**Goal:**
Turn the rows into a numbered list, starting at the line that contains "point: blue sign" and ending with the last row, and leave out any blank lines.
____
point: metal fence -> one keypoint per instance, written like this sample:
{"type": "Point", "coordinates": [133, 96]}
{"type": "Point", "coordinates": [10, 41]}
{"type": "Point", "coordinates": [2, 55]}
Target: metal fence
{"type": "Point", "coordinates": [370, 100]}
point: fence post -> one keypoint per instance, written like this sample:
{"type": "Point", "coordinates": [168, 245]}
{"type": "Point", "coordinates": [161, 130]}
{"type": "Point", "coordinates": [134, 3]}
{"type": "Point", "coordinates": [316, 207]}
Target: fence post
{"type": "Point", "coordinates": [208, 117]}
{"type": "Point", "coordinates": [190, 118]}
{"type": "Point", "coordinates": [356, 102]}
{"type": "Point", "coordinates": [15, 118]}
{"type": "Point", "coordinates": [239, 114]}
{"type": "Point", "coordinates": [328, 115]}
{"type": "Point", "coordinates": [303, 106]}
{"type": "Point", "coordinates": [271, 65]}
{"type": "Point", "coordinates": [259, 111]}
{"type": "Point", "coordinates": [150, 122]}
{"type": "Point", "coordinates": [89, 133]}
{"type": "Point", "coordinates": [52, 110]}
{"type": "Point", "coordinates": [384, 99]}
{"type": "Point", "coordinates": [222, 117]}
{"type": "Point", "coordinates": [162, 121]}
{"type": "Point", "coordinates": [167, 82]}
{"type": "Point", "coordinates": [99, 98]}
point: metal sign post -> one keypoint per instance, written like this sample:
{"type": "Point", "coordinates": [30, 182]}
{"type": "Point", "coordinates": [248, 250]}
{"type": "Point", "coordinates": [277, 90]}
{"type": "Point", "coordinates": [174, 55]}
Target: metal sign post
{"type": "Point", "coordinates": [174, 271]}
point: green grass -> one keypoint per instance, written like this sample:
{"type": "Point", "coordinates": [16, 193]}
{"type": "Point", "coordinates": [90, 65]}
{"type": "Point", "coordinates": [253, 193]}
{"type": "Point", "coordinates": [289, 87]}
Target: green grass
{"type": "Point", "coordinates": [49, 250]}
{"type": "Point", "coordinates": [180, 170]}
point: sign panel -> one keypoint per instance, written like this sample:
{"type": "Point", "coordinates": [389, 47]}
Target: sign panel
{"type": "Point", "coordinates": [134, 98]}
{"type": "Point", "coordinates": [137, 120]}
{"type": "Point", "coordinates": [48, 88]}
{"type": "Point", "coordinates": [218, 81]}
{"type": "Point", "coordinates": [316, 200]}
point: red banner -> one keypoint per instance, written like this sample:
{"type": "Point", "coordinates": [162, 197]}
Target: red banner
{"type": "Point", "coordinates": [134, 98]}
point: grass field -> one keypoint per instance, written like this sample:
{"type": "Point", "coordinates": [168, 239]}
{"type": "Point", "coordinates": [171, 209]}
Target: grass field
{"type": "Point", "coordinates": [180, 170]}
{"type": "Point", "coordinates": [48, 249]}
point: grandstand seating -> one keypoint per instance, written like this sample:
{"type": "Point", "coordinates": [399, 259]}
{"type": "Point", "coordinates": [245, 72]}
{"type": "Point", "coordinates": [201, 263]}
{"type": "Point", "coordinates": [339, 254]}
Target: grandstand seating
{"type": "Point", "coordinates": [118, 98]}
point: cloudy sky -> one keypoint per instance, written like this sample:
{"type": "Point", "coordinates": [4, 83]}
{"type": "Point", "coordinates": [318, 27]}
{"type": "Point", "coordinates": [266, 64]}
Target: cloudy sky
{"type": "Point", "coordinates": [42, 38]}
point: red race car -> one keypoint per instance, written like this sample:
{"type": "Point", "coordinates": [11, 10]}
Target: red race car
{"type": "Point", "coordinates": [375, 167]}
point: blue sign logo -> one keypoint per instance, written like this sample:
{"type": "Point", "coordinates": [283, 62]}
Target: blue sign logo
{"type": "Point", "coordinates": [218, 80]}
____
**Task answer:**
1. point: blue sign logo -> one keypoint per instance, written like this sample:
2. {"type": "Point", "coordinates": [283, 62]}
3. Target: blue sign logo
4. {"type": "Point", "coordinates": [218, 80]}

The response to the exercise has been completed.